Requirement: Which lines of the records below contain the string "white"? Report each of them.
·····
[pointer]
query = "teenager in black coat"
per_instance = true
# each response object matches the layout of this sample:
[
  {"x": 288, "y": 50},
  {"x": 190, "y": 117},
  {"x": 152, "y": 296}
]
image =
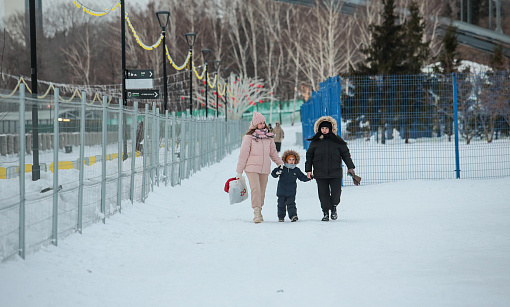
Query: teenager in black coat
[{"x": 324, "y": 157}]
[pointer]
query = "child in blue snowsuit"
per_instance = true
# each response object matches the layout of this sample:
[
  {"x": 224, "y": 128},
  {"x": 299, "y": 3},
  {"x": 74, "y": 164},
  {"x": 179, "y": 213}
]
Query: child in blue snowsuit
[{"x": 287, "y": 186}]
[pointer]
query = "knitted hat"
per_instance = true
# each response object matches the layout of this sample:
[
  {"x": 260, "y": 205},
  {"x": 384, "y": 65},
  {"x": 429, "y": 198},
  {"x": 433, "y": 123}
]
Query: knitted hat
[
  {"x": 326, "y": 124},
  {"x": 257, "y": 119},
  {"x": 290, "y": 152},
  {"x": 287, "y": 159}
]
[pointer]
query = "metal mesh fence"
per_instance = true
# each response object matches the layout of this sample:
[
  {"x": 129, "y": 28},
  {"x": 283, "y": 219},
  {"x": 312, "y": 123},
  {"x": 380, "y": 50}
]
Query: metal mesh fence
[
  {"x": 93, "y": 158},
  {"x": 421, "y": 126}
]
·····
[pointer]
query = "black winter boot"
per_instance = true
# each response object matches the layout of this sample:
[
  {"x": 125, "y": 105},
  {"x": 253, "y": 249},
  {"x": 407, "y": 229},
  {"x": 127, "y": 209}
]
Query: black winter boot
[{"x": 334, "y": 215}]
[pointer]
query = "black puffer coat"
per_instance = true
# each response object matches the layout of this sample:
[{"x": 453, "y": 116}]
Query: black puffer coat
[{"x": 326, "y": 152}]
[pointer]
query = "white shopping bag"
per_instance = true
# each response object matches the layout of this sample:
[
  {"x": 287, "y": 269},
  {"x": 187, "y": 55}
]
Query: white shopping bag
·····
Response to this task:
query = "white shopping bag"
Query: white shopping bag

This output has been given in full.